Start of Text excerpt

Transitions

The precise meaning for Transition:
1. movement, passage, or change from one position, state, state, subject, concept, etc. to another change.
2. Music- a. passing from one key to another; modulation b. a brief modulation, c. a sudden, unprepared modulation

I am going through transitions. I would call my transition a forced transition. Why? because I did not have to go through this transition. I chose to put myself in a state of movement(s). I chose to uproot myself, move from friends and familiar places and start anew. In the last seven years, I’ve had a habit of doing this. Moving from one place to another, trying on cities like a new outfit. After a couple of years, the city feels uncomfortable, not right.

I actually like the meaning of transition in relation to music. It’s also known as a bridge. Musical transitions are usually gentle and smooth, even inspiring. The composer usually doesn’t want to shock the listener, but rather take the listener’s hand and guide them to the next change.

We all need bridges in our changes. Someone to hold our hand as we make the next passage. I have had helping hands in some form or another, but regardless of whether I have a lot or a little help, it eventually boils down to me adjusting to the change.

People have described me as adventurous, brave, and even glamorous. Really? I don’t see any of these being accurate descriptors. Behind my back they have probably even called me foolhardy, reckless, and ridiculous. What I see is someone trying to settle into her own skin, her own life.

End of Text excerpt

> Instruction 1:
Reproduce the transitions essay verbatim, everything from "The precise meaning" down to "uncomfortable, not right.".

Start of Data in this exercise

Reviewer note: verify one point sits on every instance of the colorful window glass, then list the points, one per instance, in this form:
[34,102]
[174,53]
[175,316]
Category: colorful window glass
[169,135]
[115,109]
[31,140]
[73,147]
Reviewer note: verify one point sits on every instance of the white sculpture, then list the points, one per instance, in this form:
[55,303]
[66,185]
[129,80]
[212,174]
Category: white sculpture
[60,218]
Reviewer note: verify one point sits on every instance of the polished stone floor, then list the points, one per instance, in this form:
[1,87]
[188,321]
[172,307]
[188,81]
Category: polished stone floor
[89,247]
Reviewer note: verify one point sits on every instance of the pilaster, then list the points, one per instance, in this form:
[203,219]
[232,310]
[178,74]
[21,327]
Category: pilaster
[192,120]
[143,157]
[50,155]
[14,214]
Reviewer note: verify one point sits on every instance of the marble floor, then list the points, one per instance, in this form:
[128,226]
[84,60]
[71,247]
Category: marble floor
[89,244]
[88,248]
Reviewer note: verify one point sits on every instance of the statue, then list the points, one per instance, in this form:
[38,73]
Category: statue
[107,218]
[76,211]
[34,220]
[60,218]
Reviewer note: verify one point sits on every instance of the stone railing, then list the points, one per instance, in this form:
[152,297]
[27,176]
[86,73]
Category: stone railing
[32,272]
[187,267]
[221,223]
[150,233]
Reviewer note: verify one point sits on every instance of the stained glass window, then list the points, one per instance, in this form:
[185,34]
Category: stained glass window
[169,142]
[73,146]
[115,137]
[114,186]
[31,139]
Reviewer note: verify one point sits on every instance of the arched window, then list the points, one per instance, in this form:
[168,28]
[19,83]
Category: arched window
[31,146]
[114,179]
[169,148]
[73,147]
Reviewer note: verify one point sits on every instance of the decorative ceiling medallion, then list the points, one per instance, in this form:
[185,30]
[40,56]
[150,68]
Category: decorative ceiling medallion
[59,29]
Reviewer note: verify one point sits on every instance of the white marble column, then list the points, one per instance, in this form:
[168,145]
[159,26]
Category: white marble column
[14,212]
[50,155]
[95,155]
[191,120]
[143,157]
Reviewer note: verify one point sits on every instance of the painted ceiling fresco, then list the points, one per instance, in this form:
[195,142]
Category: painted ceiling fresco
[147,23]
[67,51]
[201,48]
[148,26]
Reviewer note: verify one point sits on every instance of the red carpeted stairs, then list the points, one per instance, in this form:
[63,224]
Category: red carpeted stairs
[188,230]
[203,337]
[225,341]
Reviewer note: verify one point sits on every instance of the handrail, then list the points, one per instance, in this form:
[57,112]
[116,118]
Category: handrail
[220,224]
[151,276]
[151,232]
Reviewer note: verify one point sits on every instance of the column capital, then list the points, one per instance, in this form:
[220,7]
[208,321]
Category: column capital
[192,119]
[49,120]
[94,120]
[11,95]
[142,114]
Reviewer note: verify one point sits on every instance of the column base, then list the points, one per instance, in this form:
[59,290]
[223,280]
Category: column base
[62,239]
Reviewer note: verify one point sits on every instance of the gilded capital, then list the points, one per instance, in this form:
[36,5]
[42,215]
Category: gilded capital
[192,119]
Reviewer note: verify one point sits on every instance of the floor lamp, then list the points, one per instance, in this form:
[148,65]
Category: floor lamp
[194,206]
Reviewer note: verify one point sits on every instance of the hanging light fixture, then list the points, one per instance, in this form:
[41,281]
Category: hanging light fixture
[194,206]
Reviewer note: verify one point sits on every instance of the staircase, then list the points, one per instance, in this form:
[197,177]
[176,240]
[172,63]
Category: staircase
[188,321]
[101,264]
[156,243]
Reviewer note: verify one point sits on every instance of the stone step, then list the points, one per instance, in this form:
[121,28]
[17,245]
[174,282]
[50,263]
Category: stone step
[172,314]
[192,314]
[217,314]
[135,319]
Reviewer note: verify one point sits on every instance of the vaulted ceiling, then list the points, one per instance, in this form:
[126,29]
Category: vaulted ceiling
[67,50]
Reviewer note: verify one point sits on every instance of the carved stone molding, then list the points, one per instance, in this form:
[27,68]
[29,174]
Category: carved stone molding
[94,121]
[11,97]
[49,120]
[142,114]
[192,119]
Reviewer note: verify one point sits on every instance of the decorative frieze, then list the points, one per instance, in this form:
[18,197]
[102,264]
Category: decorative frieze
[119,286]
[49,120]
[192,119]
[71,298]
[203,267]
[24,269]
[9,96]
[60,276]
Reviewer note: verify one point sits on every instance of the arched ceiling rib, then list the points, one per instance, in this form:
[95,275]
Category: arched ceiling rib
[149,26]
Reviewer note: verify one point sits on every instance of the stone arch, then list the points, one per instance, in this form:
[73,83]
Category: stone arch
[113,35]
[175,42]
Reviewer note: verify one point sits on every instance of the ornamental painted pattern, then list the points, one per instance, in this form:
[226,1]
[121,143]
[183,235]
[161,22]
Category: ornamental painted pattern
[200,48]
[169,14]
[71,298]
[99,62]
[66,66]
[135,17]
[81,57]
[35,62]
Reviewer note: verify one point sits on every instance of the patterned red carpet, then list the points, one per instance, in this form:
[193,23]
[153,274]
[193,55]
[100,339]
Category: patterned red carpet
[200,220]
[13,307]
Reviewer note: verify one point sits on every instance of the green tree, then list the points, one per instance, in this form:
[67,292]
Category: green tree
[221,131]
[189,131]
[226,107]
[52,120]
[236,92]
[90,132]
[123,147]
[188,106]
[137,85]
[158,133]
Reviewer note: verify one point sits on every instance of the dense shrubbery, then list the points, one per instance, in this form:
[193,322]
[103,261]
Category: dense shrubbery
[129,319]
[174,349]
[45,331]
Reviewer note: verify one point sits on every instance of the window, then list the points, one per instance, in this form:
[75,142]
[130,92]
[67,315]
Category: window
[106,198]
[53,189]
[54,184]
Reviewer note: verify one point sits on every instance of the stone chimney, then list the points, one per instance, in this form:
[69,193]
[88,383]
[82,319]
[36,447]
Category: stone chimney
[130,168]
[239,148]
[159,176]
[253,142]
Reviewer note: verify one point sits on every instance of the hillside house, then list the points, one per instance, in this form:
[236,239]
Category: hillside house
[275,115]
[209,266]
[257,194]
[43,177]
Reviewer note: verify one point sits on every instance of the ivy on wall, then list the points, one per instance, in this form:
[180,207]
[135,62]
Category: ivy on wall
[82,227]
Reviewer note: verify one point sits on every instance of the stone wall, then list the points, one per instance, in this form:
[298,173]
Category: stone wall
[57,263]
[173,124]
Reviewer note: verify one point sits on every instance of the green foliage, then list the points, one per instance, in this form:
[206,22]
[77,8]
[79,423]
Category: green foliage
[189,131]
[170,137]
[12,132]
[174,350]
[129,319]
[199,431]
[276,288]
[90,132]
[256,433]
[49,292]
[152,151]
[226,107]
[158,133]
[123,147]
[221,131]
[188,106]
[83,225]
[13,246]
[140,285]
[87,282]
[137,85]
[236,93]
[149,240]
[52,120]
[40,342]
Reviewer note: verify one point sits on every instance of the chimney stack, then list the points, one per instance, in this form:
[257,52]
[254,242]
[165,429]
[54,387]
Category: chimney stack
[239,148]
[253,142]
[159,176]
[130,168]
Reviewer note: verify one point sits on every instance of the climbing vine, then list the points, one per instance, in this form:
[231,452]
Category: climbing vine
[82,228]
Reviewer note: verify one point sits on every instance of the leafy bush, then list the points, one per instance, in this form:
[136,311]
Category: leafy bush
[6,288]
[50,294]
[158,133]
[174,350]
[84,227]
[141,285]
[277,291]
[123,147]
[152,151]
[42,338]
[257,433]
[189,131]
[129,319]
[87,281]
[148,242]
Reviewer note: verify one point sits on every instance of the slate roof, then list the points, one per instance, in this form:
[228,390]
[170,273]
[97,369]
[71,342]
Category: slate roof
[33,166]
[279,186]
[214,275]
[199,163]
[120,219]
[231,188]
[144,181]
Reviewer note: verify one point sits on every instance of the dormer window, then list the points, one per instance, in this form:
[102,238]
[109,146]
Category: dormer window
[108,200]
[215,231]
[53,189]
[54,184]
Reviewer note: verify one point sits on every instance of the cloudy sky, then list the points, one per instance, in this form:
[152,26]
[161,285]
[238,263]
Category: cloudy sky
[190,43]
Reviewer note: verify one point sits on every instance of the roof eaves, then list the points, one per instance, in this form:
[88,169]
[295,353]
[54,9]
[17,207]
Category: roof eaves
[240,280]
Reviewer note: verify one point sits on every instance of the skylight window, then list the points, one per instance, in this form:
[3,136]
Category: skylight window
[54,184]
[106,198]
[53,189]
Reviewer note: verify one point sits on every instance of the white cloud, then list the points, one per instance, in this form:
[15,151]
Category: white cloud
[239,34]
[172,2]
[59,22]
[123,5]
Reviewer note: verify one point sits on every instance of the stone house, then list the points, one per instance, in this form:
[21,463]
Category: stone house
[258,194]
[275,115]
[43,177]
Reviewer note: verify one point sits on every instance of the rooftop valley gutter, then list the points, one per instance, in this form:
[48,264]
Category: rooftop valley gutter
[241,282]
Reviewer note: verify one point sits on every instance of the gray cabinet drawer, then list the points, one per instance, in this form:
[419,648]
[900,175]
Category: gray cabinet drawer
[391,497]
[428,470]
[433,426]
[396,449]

End of Data in this exercise
Start of Data in this exercise

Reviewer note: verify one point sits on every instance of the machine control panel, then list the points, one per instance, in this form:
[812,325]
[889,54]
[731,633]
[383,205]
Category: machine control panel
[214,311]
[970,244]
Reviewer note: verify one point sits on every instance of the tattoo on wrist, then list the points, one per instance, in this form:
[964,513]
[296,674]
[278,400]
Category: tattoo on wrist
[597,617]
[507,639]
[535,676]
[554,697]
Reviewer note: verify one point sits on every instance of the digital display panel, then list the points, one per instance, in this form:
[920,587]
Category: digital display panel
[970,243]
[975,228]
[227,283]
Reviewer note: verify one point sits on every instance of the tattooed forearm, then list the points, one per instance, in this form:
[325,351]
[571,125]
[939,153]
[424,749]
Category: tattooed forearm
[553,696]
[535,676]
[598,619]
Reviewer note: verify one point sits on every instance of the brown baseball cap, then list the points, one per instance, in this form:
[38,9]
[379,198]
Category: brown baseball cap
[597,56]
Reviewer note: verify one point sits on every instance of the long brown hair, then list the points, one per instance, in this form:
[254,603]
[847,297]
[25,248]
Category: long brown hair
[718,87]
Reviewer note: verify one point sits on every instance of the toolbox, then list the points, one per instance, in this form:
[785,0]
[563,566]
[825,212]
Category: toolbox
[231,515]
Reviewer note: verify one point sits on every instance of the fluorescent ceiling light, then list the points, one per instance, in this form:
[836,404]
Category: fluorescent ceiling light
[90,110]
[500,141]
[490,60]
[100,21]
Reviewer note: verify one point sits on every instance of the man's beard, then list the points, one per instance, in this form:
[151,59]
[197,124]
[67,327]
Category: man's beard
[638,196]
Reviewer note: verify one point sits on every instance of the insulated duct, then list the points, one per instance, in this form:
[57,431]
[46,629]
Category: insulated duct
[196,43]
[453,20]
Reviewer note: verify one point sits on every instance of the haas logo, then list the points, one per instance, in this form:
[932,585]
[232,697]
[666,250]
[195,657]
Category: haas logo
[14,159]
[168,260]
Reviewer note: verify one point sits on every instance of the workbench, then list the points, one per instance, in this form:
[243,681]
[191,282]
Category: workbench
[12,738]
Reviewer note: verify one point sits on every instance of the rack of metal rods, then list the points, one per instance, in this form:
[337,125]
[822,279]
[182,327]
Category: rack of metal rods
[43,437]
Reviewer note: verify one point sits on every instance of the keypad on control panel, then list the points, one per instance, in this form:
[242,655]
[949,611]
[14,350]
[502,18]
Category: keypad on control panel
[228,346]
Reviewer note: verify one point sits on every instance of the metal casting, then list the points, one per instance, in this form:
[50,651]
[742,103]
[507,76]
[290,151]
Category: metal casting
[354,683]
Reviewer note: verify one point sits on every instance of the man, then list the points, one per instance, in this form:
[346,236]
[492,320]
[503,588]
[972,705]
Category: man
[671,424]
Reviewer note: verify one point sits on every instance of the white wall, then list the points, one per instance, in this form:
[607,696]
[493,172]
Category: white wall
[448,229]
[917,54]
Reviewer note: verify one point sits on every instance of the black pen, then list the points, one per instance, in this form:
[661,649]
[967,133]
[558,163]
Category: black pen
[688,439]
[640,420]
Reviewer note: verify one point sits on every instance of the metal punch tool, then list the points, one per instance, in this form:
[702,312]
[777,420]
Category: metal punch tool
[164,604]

End of Data in this exercise
Start of Data in this exercise

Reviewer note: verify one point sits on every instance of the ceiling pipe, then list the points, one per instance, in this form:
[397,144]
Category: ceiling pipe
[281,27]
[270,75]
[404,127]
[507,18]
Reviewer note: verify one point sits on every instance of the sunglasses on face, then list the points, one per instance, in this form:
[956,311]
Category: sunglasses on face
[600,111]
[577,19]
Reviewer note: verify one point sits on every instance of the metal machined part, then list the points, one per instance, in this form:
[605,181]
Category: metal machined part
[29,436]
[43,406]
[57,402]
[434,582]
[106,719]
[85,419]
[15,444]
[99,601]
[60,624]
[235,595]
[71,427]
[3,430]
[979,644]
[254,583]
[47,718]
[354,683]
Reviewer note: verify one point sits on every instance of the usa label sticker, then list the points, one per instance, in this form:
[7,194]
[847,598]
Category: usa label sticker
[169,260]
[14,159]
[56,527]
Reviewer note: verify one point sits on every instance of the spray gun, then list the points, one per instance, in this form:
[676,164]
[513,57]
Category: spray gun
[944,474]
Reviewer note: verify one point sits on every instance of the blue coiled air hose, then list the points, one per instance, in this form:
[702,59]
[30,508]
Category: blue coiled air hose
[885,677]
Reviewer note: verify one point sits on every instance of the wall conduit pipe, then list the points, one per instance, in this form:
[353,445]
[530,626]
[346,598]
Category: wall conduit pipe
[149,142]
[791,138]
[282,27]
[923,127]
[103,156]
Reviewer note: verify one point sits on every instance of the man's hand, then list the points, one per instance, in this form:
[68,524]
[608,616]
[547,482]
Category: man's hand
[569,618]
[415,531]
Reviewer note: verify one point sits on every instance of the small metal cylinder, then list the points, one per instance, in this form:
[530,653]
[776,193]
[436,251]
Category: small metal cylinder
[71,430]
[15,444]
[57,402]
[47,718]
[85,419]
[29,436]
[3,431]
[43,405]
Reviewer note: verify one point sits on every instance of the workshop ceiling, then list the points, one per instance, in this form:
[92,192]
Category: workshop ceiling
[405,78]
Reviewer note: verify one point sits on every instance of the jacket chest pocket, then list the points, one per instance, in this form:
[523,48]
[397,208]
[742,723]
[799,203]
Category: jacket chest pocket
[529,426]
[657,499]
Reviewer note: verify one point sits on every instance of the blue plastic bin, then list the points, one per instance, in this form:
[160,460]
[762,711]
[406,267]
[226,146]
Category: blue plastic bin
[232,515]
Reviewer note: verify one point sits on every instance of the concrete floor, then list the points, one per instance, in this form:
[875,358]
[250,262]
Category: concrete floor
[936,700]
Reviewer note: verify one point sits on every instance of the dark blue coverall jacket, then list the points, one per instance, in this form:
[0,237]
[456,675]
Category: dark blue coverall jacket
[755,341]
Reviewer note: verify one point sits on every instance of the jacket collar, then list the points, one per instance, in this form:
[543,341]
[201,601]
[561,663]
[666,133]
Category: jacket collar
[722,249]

End of Data in this exercise

> Instruction 2:
Count the lines in the entries that contain the string "white" and give only that number.

> Task response 1:
The precise meaning for Transition:
1. movement, passage, or change from one position, state, state, subject, concept, etc. to another change.
2. Music- a. passing from one key to another; modulation b. a brief modulation, c. a sudden, unprepared modulation

I am going through transitions. I would call my transition a forced transition. Why? because I did not have to go through this transition. I chose to put myself in a state of movement(s). I chose to uproot myself, move from friends and familiar places and start anew. In the last seven years, I’ve had a habit of doing this. Moving from one place to another, trying on cities like a new outfit. After a couple of years, the city feels uncomfortable, not right.

> Task response 2:
8